• **DATASET EXCERPTS**

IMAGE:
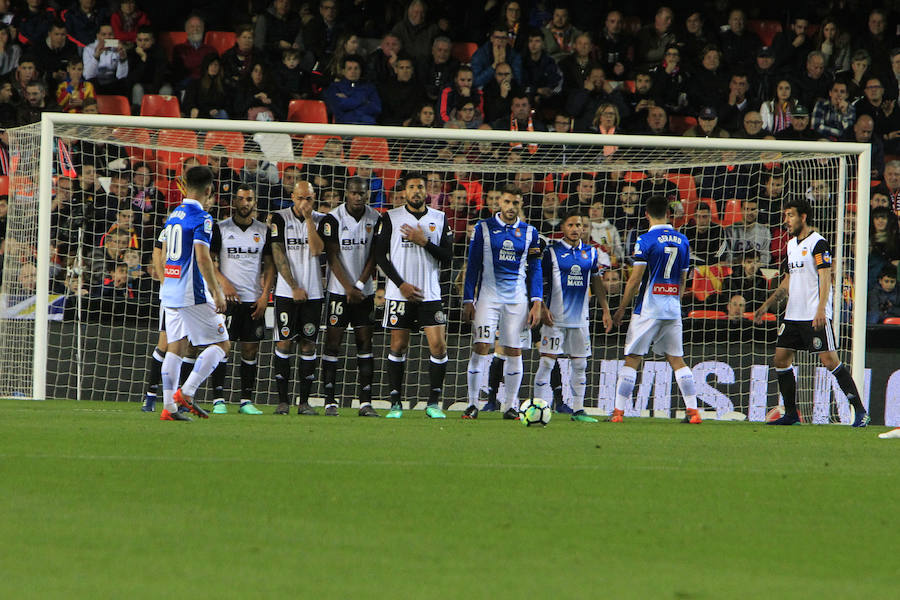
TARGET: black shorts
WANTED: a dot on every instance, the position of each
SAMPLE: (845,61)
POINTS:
(800,335)
(242,327)
(297,320)
(340,313)
(400,314)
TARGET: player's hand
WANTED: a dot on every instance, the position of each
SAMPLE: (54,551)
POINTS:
(469,312)
(259,307)
(414,234)
(411,292)
(354,296)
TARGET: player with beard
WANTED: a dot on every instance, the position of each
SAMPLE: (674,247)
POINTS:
(243,256)
(347,232)
(807,284)
(412,244)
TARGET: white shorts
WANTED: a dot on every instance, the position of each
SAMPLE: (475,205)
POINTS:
(507,323)
(574,341)
(665,335)
(200,323)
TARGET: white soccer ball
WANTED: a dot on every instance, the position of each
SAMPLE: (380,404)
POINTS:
(535,412)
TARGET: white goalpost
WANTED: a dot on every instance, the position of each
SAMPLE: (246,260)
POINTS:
(65,334)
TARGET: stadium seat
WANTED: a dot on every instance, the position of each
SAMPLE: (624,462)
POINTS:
(113,105)
(222,41)
(765,29)
(154,105)
(307,111)
(169,39)
(707,314)
(463,51)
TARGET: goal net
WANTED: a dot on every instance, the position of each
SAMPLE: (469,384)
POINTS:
(88,193)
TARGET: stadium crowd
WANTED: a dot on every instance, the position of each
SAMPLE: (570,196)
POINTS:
(713,69)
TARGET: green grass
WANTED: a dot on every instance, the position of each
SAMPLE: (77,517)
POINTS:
(103,501)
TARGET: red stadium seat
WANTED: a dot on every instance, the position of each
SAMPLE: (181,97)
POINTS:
(113,105)
(307,111)
(154,105)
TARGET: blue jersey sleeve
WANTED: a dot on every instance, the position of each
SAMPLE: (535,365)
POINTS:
(474,264)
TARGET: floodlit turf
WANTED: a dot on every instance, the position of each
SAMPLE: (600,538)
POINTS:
(103,501)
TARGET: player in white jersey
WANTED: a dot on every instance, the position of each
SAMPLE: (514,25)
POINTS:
(502,278)
(569,267)
(242,252)
(296,246)
(191,296)
(412,244)
(661,263)
(808,286)
(348,232)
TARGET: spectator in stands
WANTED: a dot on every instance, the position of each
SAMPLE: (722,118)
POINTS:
(206,97)
(126,21)
(277,30)
(832,117)
(351,100)
(105,65)
(884,297)
(71,93)
(815,82)
(414,32)
(436,72)
(833,45)
(577,66)
(84,20)
(792,45)
(320,34)
(707,125)
(148,68)
(187,57)
(615,47)
(749,235)
(739,45)
(491,54)
(238,59)
(559,34)
(652,40)
(709,244)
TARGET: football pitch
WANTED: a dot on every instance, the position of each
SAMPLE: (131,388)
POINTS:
(103,501)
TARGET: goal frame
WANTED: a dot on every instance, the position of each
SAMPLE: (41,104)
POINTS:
(840,149)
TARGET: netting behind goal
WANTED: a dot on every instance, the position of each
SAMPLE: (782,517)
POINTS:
(113,187)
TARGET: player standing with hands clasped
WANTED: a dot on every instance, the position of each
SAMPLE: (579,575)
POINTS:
(348,232)
(807,318)
(661,262)
(412,244)
(296,246)
(191,296)
(503,276)
(569,266)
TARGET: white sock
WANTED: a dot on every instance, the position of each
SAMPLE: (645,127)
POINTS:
(542,379)
(685,378)
(512,380)
(624,387)
(478,364)
(171,371)
(579,382)
(206,363)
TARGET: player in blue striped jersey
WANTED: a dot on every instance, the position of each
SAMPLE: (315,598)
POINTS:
(503,275)
(661,261)
(569,267)
(192,299)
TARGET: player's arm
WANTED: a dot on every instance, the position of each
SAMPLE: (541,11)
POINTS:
(382,248)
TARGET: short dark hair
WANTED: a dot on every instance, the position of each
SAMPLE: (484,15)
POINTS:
(198,178)
(657,207)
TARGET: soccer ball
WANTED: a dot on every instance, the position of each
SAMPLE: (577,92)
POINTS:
(535,412)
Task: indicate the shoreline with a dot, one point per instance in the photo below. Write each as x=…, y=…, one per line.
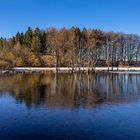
x=119, y=70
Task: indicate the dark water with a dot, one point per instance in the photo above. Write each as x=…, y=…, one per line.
x=101, y=107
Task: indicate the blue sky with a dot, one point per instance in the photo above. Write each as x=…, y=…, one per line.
x=108, y=15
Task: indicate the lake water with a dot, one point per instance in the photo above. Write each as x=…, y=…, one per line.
x=70, y=106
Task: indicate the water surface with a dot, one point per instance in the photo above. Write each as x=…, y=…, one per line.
x=70, y=106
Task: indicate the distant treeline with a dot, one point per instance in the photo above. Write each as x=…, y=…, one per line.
x=69, y=48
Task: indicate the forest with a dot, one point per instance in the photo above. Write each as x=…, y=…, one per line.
x=71, y=47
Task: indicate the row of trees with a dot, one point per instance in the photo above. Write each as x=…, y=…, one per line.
x=69, y=47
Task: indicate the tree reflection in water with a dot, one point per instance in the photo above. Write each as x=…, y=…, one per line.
x=70, y=90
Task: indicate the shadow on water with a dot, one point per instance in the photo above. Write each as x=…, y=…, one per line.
x=70, y=90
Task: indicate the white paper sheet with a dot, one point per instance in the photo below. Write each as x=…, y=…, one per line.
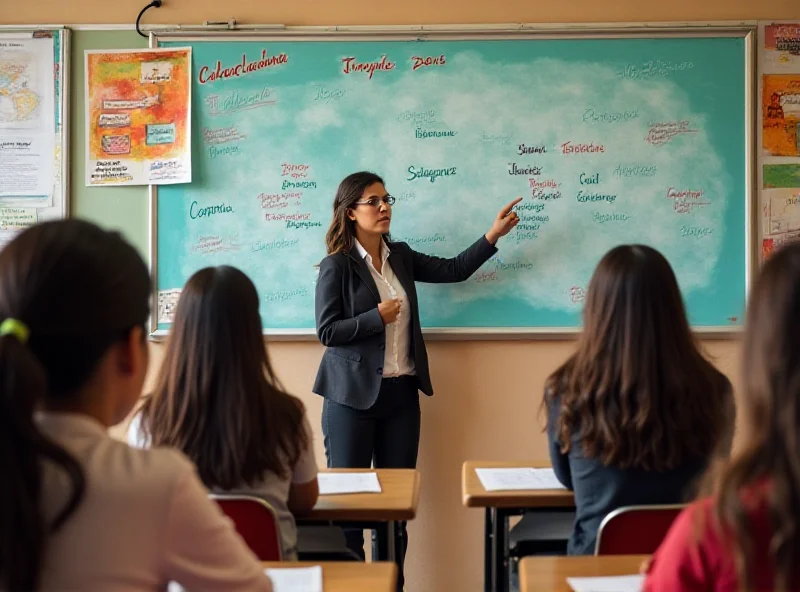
x=27, y=117
x=607, y=584
x=333, y=483
x=515, y=479
x=296, y=579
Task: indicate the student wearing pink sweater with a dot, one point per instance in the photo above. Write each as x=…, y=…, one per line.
x=78, y=509
x=746, y=536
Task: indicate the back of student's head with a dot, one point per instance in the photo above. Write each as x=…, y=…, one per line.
x=217, y=398
x=69, y=291
x=638, y=391
x=770, y=404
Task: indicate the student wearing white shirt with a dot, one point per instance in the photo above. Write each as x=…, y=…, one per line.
x=218, y=401
x=78, y=509
x=367, y=316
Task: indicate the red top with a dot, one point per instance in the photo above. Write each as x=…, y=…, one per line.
x=696, y=556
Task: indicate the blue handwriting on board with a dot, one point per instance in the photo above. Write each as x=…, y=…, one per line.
x=609, y=141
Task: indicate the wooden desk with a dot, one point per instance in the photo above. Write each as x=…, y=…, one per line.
x=347, y=576
x=549, y=574
x=398, y=499
x=499, y=505
x=397, y=502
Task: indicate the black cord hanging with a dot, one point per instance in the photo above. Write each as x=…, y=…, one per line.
x=153, y=4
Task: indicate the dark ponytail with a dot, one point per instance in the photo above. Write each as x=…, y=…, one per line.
x=76, y=289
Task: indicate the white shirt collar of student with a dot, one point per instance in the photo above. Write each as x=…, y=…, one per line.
x=363, y=252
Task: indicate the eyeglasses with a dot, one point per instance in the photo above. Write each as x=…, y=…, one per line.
x=375, y=202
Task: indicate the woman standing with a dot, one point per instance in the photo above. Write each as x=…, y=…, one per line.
x=367, y=317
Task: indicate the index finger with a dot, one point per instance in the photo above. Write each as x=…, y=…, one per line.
x=506, y=210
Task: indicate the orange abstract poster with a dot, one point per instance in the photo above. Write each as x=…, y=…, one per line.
x=138, y=114
x=780, y=103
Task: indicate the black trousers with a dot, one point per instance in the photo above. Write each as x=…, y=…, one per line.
x=385, y=436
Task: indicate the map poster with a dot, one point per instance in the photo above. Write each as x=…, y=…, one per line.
x=27, y=123
x=138, y=108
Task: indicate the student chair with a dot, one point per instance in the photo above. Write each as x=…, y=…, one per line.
x=635, y=530
x=256, y=522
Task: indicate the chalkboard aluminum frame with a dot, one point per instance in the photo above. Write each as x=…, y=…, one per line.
x=746, y=30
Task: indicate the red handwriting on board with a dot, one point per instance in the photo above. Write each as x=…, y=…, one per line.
x=350, y=65
x=422, y=62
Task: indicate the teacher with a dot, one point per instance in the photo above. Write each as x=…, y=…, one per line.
x=368, y=318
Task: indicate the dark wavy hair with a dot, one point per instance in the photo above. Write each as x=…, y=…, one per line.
x=638, y=393
x=770, y=450
x=79, y=290
x=217, y=398
x=342, y=231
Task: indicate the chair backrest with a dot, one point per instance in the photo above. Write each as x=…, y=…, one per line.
x=635, y=530
x=256, y=522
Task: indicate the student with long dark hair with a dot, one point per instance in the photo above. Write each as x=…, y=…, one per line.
x=78, y=509
x=218, y=401
x=636, y=414
x=746, y=535
x=367, y=316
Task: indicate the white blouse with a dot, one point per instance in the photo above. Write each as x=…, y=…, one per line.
x=145, y=521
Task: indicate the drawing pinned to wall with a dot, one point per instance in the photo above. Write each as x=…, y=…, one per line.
x=780, y=100
x=138, y=114
x=27, y=123
x=780, y=206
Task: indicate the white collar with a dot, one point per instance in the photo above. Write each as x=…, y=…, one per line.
x=363, y=252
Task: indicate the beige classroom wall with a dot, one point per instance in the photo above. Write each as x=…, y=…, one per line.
x=487, y=393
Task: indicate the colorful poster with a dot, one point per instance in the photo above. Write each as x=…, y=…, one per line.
x=780, y=102
x=27, y=125
x=781, y=47
x=138, y=117
x=780, y=206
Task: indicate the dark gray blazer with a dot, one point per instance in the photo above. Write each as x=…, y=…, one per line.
x=349, y=325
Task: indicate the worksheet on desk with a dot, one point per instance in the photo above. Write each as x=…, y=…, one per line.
x=339, y=483
x=517, y=479
x=607, y=584
x=296, y=579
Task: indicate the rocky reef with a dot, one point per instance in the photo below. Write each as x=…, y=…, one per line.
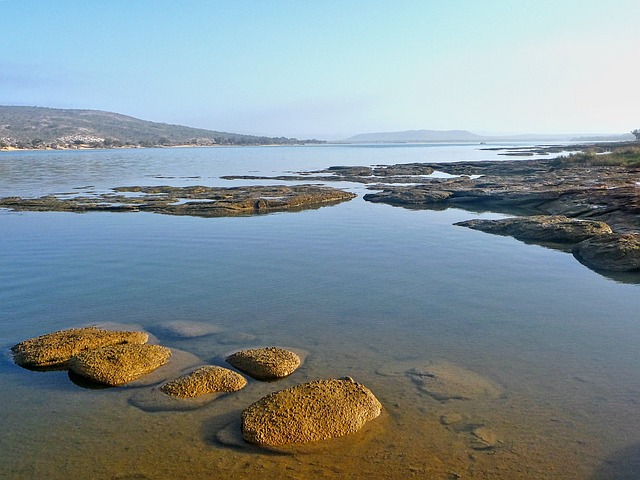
x=196, y=201
x=602, y=192
x=204, y=380
x=549, y=229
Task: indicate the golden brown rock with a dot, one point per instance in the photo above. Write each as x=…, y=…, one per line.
x=55, y=349
x=265, y=363
x=119, y=364
x=207, y=379
x=309, y=412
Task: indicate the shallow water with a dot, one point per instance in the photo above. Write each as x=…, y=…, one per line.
x=367, y=290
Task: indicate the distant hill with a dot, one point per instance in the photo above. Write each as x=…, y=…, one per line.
x=463, y=136
x=40, y=127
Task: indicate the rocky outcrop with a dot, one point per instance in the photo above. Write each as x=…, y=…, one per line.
x=56, y=349
x=196, y=201
x=119, y=364
x=614, y=252
x=541, y=228
x=204, y=380
x=531, y=187
x=265, y=363
x=309, y=412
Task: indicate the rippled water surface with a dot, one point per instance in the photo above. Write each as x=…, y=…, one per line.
x=366, y=290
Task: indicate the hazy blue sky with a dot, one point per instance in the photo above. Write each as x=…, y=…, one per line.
x=302, y=67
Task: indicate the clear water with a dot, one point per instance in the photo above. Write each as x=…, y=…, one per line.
x=366, y=290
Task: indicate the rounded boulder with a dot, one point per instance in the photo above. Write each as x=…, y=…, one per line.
x=55, y=349
x=207, y=379
x=119, y=364
x=309, y=412
x=265, y=363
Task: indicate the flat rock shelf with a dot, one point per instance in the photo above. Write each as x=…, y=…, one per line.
x=198, y=201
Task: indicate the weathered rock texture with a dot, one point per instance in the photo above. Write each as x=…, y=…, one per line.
x=207, y=379
x=541, y=228
x=309, y=412
x=55, y=349
x=606, y=193
x=196, y=201
x=119, y=364
x=614, y=252
x=444, y=381
x=401, y=173
x=265, y=363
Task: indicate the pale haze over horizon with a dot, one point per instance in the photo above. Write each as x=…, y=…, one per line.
x=333, y=68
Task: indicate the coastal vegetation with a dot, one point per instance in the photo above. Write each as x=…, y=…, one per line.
x=51, y=128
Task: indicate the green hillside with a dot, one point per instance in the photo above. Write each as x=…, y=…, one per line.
x=39, y=127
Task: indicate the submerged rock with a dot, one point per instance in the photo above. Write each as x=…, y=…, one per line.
x=614, y=252
x=119, y=364
x=444, y=381
x=207, y=379
x=541, y=228
x=309, y=412
x=186, y=329
x=265, y=363
x=55, y=349
x=483, y=438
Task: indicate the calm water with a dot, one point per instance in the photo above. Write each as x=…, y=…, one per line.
x=365, y=290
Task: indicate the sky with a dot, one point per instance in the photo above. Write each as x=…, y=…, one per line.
x=330, y=69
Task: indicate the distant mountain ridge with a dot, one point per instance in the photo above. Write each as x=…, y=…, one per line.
x=453, y=136
x=41, y=127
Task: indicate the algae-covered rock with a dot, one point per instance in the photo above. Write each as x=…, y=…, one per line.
x=55, y=349
x=119, y=364
x=207, y=379
x=541, y=228
x=310, y=412
x=615, y=252
x=265, y=363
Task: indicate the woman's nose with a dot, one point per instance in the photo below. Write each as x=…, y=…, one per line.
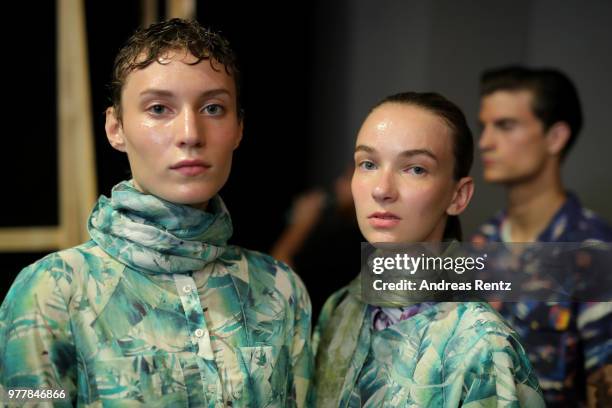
x=188, y=131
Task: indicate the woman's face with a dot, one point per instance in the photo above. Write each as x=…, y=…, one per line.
x=179, y=128
x=403, y=184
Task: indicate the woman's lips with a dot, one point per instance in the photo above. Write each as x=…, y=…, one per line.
x=191, y=170
x=190, y=167
x=383, y=220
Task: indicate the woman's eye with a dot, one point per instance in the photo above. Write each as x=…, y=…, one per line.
x=417, y=170
x=367, y=165
x=157, y=109
x=213, y=109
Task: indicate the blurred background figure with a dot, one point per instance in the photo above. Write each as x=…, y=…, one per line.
x=321, y=241
x=530, y=119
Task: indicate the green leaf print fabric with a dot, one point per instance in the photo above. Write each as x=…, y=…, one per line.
x=157, y=310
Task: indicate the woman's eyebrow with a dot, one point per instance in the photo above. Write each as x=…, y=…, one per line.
x=419, y=152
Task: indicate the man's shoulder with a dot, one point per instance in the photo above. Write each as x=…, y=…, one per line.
x=592, y=226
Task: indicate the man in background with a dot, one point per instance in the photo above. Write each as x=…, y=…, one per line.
x=530, y=120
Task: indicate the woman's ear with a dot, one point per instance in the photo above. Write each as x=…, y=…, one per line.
x=462, y=196
x=114, y=130
x=557, y=137
x=240, y=129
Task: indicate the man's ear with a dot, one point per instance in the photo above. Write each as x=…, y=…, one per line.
x=114, y=130
x=557, y=137
x=464, y=190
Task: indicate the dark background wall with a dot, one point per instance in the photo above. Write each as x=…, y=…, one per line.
x=311, y=71
x=388, y=46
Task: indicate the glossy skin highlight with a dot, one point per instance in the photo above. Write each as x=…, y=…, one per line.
x=514, y=144
x=179, y=128
x=403, y=185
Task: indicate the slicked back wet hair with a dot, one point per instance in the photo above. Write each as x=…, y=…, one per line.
x=148, y=45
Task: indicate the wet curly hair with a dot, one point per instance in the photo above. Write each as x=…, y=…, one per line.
x=149, y=44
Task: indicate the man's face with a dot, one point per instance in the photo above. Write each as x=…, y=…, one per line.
x=513, y=142
x=179, y=128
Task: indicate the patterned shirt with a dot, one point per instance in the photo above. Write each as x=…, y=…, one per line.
x=447, y=355
x=157, y=310
x=565, y=341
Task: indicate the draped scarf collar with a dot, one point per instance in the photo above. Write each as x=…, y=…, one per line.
x=155, y=236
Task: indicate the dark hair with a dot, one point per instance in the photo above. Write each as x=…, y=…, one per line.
x=463, y=142
x=555, y=98
x=147, y=45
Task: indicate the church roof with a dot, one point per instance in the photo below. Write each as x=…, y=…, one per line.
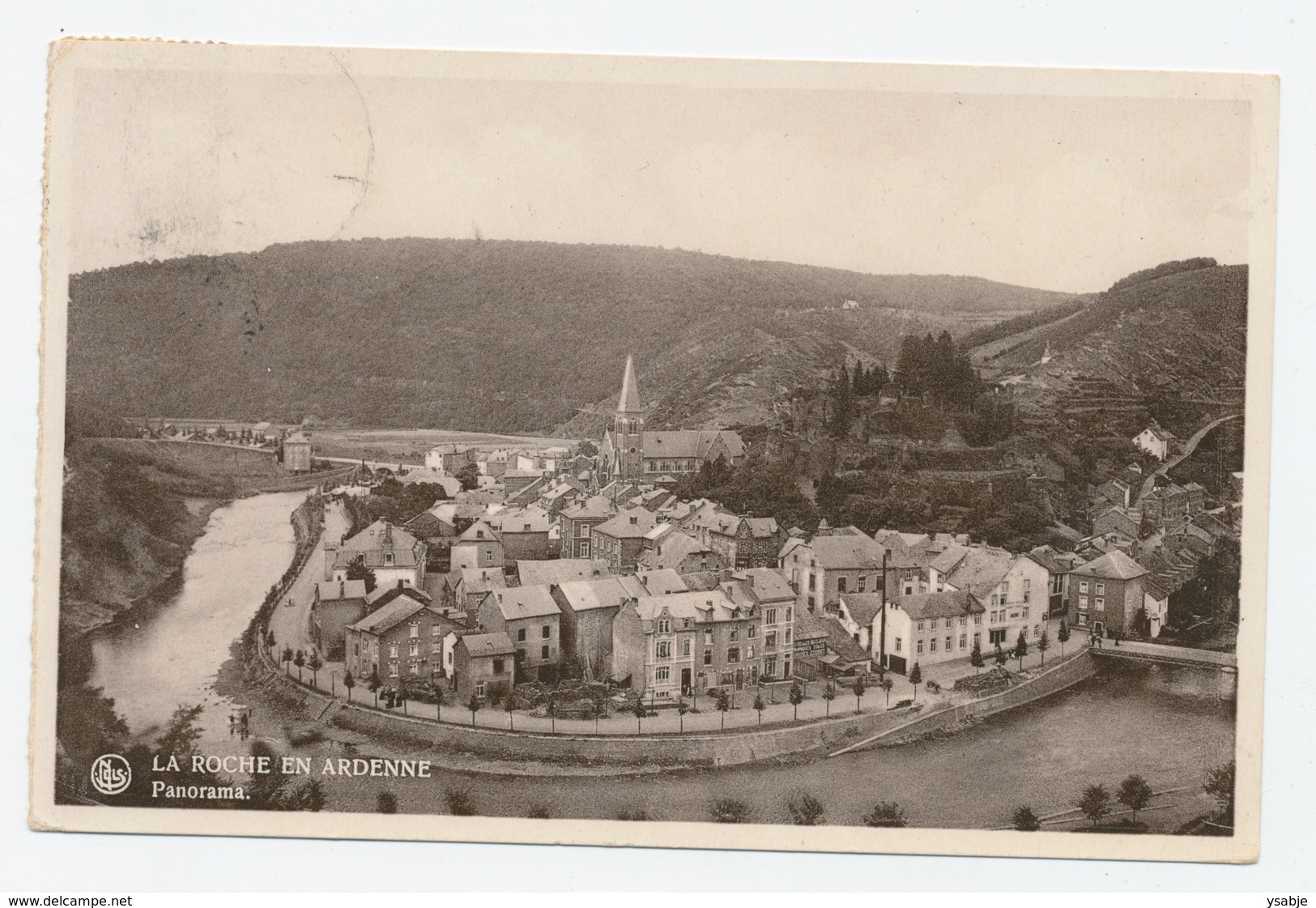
x=629, y=400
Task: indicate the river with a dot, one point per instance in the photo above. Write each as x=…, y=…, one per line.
x=1169, y=724
x=172, y=657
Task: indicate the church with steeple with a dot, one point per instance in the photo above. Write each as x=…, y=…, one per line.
x=628, y=452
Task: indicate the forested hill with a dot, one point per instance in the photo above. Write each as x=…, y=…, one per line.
x=490, y=335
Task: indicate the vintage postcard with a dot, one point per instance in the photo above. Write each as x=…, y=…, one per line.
x=682, y=453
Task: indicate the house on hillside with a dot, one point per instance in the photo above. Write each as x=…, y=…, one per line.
x=482, y=666
x=931, y=628
x=1107, y=594
x=530, y=619
x=1156, y=441
x=336, y=604
x=391, y=553
x=620, y=539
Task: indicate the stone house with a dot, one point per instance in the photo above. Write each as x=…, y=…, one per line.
x=482, y=666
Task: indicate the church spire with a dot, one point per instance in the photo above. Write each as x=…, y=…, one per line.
x=629, y=400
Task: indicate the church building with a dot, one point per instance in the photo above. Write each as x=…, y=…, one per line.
x=631, y=453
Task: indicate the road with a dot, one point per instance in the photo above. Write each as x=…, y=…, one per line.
x=1149, y=484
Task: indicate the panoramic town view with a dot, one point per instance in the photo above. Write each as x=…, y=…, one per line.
x=991, y=583
x=653, y=476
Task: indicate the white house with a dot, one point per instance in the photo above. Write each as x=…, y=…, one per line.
x=1154, y=441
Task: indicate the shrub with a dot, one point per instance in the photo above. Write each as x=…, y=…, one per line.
x=728, y=809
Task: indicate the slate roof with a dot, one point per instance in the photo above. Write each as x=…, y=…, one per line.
x=628, y=524
x=488, y=645
x=526, y=603
x=862, y=607
x=340, y=590
x=389, y=616
x=1114, y=565
x=937, y=604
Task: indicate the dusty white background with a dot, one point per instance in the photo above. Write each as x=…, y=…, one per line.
x=1273, y=37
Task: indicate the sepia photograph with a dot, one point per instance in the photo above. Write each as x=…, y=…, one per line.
x=658, y=452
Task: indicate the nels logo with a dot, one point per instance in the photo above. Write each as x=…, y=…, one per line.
x=111, y=774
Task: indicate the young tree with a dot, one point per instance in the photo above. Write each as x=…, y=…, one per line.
x=1095, y=803
x=1135, y=794
x=806, y=809
x=1220, y=785
x=829, y=693
x=1025, y=820
x=886, y=815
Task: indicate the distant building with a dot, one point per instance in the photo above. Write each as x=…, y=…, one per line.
x=296, y=453
x=631, y=453
x=482, y=666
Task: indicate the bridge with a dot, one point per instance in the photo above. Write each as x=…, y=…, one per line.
x=1182, y=655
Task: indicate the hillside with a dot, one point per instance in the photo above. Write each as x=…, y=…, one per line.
x=490, y=336
x=1172, y=347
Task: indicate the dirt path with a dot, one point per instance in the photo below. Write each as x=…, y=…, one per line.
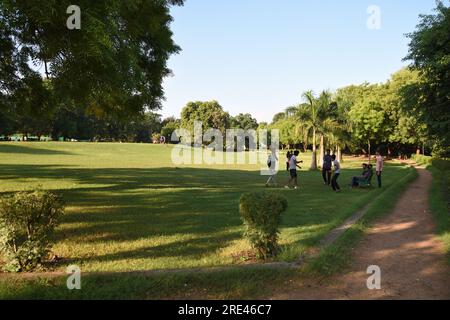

• **ASSIGNED TASK**
Wherever the string "shorts" appears in the entries above, return the line it appears on.

• **TASK OUTPUT**
TARGET: black shorts
TARGET: white shorts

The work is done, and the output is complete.